QUESTIONS TO ANSWER:
**A.** Using the diversity and equity statement below, decide whether each statement agrees with it: (i) members of the Equity Team will serve without pay; (ii) the organization is currently focused on food policy; (iii) the organization says its community already reflects the diversity of New York City. For each, answer yes or no and quote the deciding words.
**B.** Write the next part of the diversity and equity statement below, not the material that follows it, beginning after its final sentence.

EXCERPTED PASSAGE:
<<<<

A longer term Equity Team will be formed prior to 2021, at which time the Task Force will step aside and make room for a group of more diverse individuals across the organization, at all levels, to lead the way. While ensuring the Equity Team has diverse representation, we will also hold awareness for the ways in which roles in this work differ based on individual social identities.

The Equity Team will be voluntary, but compensated.

We will proactively work to diversify our community, increase access to our spaces and services and expand our network of writers, presenters and facilitators.


We acknowledge the lack of diversity among our Members and those who currently gather at our Club. While we aspire for our community to reflect the diversity of the surrounding geographic communities of New York City, we know we’re not there yet. Much like how we commit to changing our recruitment efforts to grow a more diverse team, we will reexamine the ways in which we actively outreach to grow our community.

In the coming weeks, ahead of reopening the Club, we are exploring multiple approaches we can take to increase the accessibility of our services and offerings. We have already received many suggestions for this, and we welcome additional thoughts. We will have more to share on our path forward in July, but addressing this remains a priority among our commitments.

We commit to not only bringing in more BIPOC writers for our digital content and presenters for our programming, but also to ensuring that ALL writers and presenters speak to the experience of diverse individuals, being mindful of gender pronouns, different cultural values and lived experiences. We have always said there is not a "one size fits all" approach to wellness and we commit to our offerings better reflecting this reality.

We will continue to ensure that our Support Circles remain inclusive spaces (in the topics we select, the facilitators that we identify and the questions we pose to the Circle) that enable participants to own their own experiences, connect across differences and bring their whole selves.

We will continue to contribute to research and policy work that impacts a shift toward wellness equity. We are currently focused on food policy as a crucial healthcare issue.


We believe that food is both a social justice and health justice issue. We acknowledge that our food systems are inherently racist, from the ways that land, subsidies and other resources have historically been divided in favor of white farmers (despite the fact that many of the farming practices used today stem from African and indigenous roots) to the placement of food deserts, which often results in putting Black communities at higher risk of illness due to lack of access to fresh, nutritious food.

>>>>

INPUT DATA:
<<<<

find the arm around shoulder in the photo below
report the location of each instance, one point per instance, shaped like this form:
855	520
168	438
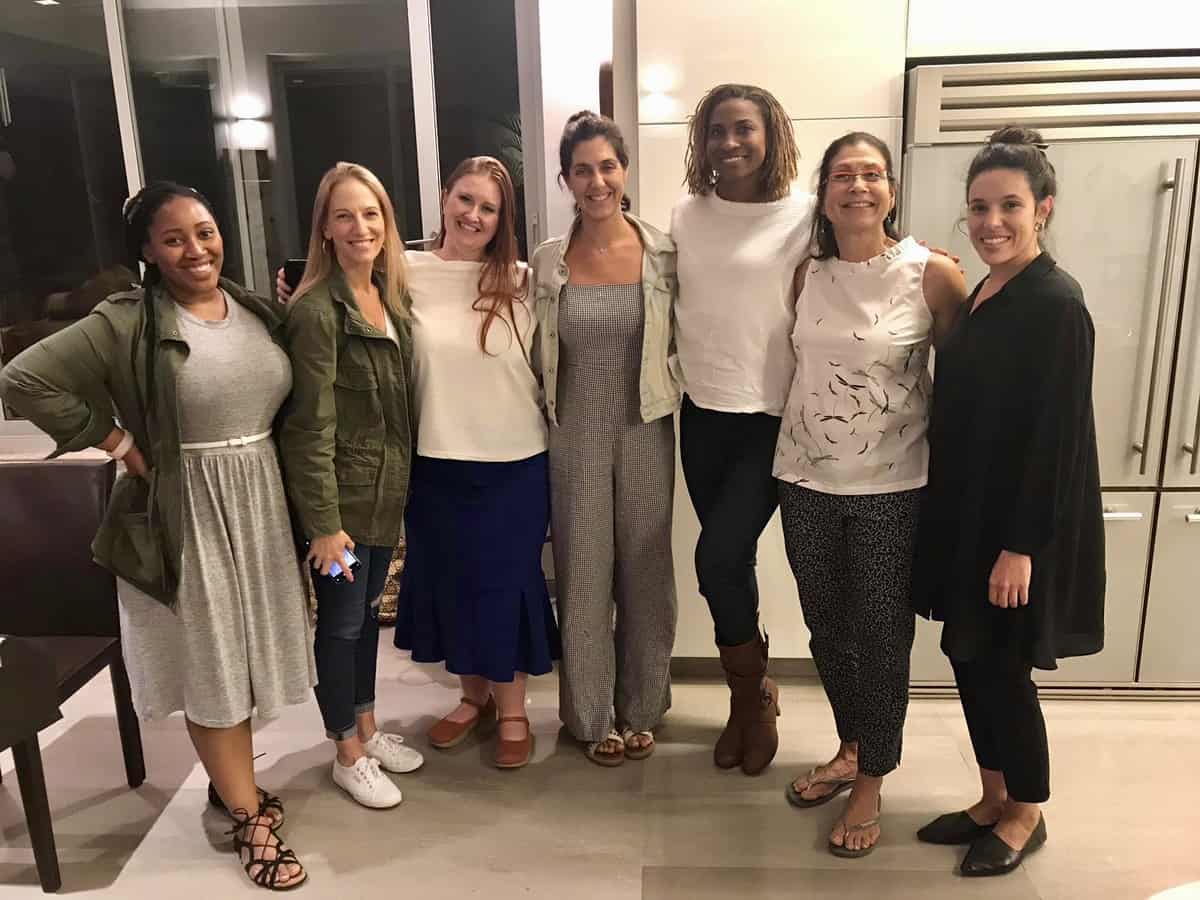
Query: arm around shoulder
946	292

>>>>

ANSWERS TO THIS EXERCISE:
**A.**
(i) No: "The Equity Team will be voluntary, but compensated."
(ii) Yes: "We are currently focused on food policy as a crucial healthcare issue."
(iii) No: "we know we’re not there yet."

**B.**
We recognize that our food supply chain is not designed to prevent hunger, but instead to meet the needs of the financial market. As a result of disruptions in demand due to COVID-19, we simultaneously have seen the destruction of crops and livestock around the world because of a downturn in business from restaurants, alongside longer lines of people at food banks due to increased unemployment.

As part of our efforts to contribute to advocacy work on this topic, THE WELL is a member of the Food & Nutrition Innovation Council, a group of 50 organizations whose mission is to foster a robust, science-driven ecosystem of food, agriculture and wellness innovation and entrepreneurship for a healthier, equitable and sustainable food system. As a member, we make an annual contribution to the council and actively participate in meetings and working sessions throughout the year.

We know that anti-racist work is not just making financial donations and commitment statements, or even implementing principles, practices and systems. This is heart work — it is facing ourselves and looking at the ways that an organization of majority white individuals have benefited from racism, have carried superiority within us and have led from this place. It is looking at who we are and what we need to do to unlearn internalized racism.

We want our practices and policies to come from an embodied and honest understanding of where we are — as individuals and as an organization — and where we are committed to going.